• _What the exercise asks_
Only the lines from the one containing "In this picture, where can the woman's blonde" through the end of the material are to be echoed, each exactly as it appears.

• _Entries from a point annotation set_
========================================================================
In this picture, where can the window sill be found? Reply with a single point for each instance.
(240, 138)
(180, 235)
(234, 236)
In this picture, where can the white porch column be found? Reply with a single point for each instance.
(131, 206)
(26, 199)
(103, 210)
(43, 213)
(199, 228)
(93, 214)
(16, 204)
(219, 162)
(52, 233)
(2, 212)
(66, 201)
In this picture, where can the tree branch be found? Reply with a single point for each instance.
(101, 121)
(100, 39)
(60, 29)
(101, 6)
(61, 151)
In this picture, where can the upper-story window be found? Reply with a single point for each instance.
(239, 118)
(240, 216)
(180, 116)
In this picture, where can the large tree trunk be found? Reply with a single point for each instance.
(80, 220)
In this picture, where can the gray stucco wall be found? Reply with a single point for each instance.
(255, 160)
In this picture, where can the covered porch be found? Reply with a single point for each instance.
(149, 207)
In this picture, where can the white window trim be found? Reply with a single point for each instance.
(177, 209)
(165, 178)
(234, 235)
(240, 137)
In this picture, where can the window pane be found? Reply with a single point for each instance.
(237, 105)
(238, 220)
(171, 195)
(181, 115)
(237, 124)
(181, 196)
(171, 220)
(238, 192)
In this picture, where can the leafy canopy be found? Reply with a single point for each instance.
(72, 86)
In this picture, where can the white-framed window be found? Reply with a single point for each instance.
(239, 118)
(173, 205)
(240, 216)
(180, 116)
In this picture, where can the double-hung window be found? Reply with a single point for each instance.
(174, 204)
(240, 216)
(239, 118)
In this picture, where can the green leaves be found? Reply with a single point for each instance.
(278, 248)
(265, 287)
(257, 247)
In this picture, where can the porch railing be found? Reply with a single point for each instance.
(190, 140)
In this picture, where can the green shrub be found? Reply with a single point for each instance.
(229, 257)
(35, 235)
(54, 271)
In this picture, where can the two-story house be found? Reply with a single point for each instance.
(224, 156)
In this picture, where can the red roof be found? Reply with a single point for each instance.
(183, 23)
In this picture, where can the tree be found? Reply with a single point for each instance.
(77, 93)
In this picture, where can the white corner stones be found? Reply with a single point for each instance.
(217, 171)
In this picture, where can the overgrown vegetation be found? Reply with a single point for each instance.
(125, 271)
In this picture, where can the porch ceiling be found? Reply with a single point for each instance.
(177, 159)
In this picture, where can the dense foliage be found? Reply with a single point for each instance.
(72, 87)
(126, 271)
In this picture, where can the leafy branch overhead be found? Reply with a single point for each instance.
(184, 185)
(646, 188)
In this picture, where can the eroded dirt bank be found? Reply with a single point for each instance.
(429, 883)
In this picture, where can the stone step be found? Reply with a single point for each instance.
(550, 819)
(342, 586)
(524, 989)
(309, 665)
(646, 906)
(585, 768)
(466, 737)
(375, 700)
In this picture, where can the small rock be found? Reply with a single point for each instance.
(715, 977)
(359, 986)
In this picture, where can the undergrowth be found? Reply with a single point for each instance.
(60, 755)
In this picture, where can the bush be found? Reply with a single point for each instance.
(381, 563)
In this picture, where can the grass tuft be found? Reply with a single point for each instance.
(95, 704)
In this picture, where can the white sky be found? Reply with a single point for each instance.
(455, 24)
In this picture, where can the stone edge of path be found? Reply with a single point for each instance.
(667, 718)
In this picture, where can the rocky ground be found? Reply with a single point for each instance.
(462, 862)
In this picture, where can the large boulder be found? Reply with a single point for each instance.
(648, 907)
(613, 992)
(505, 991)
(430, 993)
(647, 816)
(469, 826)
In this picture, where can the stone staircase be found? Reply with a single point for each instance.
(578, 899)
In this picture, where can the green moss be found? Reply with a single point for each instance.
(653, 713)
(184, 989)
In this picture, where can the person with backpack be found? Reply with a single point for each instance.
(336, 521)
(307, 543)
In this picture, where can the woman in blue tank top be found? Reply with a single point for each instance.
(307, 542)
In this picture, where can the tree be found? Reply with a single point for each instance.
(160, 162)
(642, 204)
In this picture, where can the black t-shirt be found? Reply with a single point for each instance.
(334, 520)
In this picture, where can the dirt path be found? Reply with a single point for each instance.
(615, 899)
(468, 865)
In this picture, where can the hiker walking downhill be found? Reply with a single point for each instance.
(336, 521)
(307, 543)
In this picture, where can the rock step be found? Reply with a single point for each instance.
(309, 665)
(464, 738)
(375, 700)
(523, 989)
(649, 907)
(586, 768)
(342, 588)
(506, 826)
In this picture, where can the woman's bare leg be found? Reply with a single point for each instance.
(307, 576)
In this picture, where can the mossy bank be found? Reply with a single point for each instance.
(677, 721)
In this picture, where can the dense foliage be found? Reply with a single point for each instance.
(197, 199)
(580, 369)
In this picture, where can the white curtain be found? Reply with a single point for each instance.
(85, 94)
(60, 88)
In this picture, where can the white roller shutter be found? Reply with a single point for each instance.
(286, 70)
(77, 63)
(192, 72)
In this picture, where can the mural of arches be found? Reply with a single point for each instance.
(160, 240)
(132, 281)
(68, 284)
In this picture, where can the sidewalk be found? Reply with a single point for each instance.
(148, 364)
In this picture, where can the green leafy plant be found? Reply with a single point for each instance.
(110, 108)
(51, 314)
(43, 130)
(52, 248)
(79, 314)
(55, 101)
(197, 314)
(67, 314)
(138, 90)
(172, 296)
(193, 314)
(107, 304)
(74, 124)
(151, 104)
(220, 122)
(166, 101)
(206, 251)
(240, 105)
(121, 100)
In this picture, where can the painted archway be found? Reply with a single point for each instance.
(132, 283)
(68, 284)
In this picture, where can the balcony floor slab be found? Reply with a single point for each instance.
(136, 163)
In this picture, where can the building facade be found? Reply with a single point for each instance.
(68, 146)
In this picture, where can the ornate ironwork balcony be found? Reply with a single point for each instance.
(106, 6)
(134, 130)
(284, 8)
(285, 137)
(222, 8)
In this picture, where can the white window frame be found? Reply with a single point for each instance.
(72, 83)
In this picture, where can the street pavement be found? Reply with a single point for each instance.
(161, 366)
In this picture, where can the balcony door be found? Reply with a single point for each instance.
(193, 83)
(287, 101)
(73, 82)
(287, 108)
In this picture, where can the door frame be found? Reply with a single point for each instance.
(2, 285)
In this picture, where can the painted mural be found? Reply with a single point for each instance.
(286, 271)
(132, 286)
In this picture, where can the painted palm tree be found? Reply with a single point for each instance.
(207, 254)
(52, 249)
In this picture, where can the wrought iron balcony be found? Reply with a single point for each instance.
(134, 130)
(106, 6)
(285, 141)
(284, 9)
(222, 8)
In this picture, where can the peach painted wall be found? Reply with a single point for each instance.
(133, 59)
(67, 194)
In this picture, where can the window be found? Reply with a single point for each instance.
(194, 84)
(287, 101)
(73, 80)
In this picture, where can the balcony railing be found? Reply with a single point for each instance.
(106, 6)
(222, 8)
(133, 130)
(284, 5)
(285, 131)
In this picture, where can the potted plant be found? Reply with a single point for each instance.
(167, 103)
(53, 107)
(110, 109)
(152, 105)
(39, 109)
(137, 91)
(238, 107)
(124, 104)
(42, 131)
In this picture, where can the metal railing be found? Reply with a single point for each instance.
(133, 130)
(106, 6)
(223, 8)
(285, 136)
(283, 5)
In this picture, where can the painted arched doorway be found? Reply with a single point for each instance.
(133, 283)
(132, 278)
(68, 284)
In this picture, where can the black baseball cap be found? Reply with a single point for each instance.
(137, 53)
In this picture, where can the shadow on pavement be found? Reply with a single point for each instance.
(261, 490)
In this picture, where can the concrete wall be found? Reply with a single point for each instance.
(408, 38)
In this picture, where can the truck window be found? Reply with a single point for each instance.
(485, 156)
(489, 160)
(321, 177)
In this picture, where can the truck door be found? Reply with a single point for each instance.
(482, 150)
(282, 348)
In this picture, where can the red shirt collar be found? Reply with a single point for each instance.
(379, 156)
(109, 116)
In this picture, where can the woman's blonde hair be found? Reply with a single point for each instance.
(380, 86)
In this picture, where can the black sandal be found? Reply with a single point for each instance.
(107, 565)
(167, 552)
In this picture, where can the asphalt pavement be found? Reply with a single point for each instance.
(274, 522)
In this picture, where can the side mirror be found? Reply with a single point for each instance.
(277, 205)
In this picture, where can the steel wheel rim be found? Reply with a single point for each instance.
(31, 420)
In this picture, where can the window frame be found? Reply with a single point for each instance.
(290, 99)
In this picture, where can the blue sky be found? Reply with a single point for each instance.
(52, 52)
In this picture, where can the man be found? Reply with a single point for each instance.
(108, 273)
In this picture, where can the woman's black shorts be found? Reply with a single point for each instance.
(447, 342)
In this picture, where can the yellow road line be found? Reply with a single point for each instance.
========================================================================
• _Response to the task_
In this picture, where can the woman's blonde hair be found? Reply with a single point for each instance.
(380, 86)
In this picture, where can the black sandal be found? Reply with a single point for each instance.
(107, 565)
(167, 552)
In this picture, where can the asphalt pavement be found? Reply with a single point for each instance.
(274, 522)
In this picture, where can the side mirror be found? Reply with a single point for each instance.
(277, 205)
In this picture, where can the steel wheel rim be found? Reply with a single point for each instance.
(31, 420)
In this picture, where can the window frame be found? Reply with a single point for each instance.
(290, 99)
In this picture, where can the blue sky be found? Reply with a single point for each instance.
(52, 52)
In this picture, where can the man be found? Reply with a single point for each instance.
(108, 273)
In this picture, where can the woman's black shorts be found? Reply with a single point for each instance.
(447, 342)
In this picture, where can the yellow road line be found? Reply with a single point for each instance.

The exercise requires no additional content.